#### Gösterilen Metin

Yargıtay Kararı 6. Ceza Dairesi 2015/6506 E. 2016/695 K. 11.02.2016 T.

YARGITAY KARARI
DAİRE : 6. Ceza Dairesi
ESAS NO : 2015/6506
KARAR NO : 2016/695
KARAR TARİHİ : 11.02.2016

MAHKEMESİ : Ağır Ceza Mahkemesi
SUÇ : Yağma, Kişiyi hürriyetinden yoksun kılma

Yerel Mahkemece verilen hüküm temyiz edilmekle; başvurunun nitelik, ceza türü, süresi ve suç tarihine göre dosya görüşüldü:

Yağma suçunun silah kullanılarak ve birden fazla kişiyle birlikte işlendiğinin anlaşılması karşısında; 5237 sayılı Yasanın 61. maddesi uyarınca temel ceza belirlenirken, bu hususların dikkate alınarak alt sınırdan uzaklaşılması gerektiğinin düşünülmemesi; sanık … …’ın, Asliye Ceza Mahkemesi’nin 2007/134 Esas 2007/133 Karar sayılı tekerrüre esas hükümlülüğü bulunduğu halde hakkında kişiyi hürriyetin yoksun kılma suçundan 5237 sayılı TCK’nın 58. maddesinin uygulanmaması; karşı temyiz olmadığından, bozma nedeni yapılmamıştır.

I-) Sanık … … hakkında yağma suçundan kurulan hükmün yapılan temyiz incelemesinde;

Dosya içeriğine, toplanıp karar yerinde incelenerek tartışılan hukuken geçerli ve elverişli kanıtlara, gerekçeye ve Hakimler Kurulunun takdirine göre; suçun sanık tarafından işlendiğini kabulde ve nitelendirmede usul ve yasaya aykırılık bulunmadığından, diğer temyiz itirazları yerinde görülmemiştir.

########
#### Verilen Bilgiler

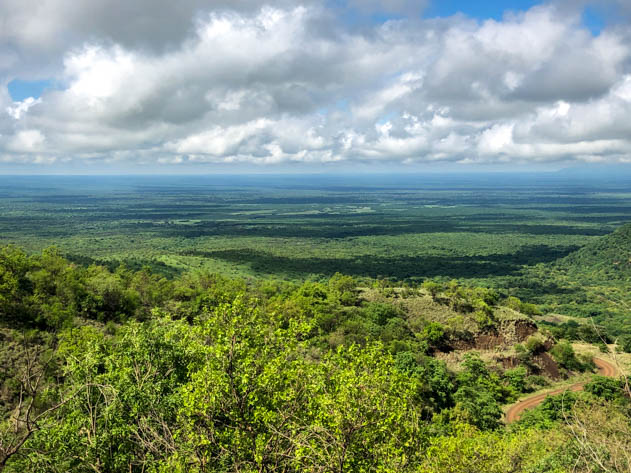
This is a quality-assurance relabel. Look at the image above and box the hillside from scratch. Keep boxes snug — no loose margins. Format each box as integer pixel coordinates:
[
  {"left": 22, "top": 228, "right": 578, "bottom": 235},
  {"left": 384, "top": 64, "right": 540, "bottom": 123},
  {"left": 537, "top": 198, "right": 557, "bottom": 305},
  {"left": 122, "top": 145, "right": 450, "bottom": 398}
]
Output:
[
  {"left": 556, "top": 223, "right": 631, "bottom": 281},
  {"left": 0, "top": 247, "right": 627, "bottom": 473},
  {"left": 507, "top": 224, "right": 631, "bottom": 337}
]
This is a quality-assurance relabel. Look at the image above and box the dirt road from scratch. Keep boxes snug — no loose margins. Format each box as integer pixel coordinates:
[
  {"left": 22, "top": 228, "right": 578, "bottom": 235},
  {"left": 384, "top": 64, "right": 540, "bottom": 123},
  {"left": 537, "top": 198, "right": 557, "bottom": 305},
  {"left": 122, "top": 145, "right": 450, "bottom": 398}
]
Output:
[{"left": 506, "top": 358, "right": 618, "bottom": 424}]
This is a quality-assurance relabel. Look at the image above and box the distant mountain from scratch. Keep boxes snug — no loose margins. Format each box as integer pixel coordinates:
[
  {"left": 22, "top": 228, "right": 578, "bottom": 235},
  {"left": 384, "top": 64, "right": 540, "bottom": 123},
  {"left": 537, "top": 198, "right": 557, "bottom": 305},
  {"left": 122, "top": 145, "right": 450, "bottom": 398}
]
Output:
[{"left": 557, "top": 223, "right": 631, "bottom": 280}]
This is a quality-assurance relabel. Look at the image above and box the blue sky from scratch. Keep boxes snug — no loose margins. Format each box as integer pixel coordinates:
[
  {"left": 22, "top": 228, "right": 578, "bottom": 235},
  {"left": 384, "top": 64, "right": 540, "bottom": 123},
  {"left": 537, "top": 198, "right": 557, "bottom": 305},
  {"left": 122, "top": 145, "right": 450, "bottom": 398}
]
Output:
[
  {"left": 425, "top": 0, "right": 541, "bottom": 20},
  {"left": 0, "top": 0, "right": 631, "bottom": 172}
]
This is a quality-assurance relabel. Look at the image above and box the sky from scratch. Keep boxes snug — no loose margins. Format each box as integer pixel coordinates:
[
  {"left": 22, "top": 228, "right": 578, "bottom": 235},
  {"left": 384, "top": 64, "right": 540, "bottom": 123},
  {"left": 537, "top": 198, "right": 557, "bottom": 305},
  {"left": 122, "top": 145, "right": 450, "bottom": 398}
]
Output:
[{"left": 0, "top": 0, "right": 631, "bottom": 173}]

########

» Yapılacaklar:
1. Karar metnine göre şu soruları cevaplayın:
(a) Kararı hangi daire vermiştir?
(b) Temyiz edilen hükmü hangi mahkeme vermiştir?
(c) Sanığın tekerrüre esas hükümlülüğü hangi mahkemenin hangi sayılı kararına dayanmaktadır?
2. Lütfen karar metninin başında büyük harfle yazılıp iki nokta üst üste ile biten alan adlarının hepsini sıralayın.
3. Aşağıdaki ifadelerin karar metniyle örtüşüp örtüşmediğini belirtin ve her biri için belirleyici sözleri aktarın:
(a) Yağma suçu silah kullanılarak işlenmiştir.
(b) TCK'nın 58. maddesinin uygulanmaması bozma nedeni yapılmıştır.
(c) Diğer temyiz itirazları yerinde görülmüştür.
Cevaplar için yalnızca karar metnine başvurun.

» Çözümlü Cevaplar:
1.
(a) 6. Ceza Dairesi
(b) Ağır Ceza Mahkemesi
(c) Asliye Ceza Mahkemesi'nin 2007/134 Esas 2007/133 Karar sayılı kararı

2. DAİRE, ESAS NO, KARAR NO, KARAR TARİHİ, MAHKEMESİ, SUÇ

3.
(a) Evet: "Yağma suçunun silah kullanılarak ve birden fazla kişiyle birlikte işlendiğinin anlaşılması"
(b) Hayır: "karşı temyiz olmadığından, bozma nedeni yapılmamıştır."
(c) Hayır: "diğer temyiz itirazları yerinde görülmemiştir."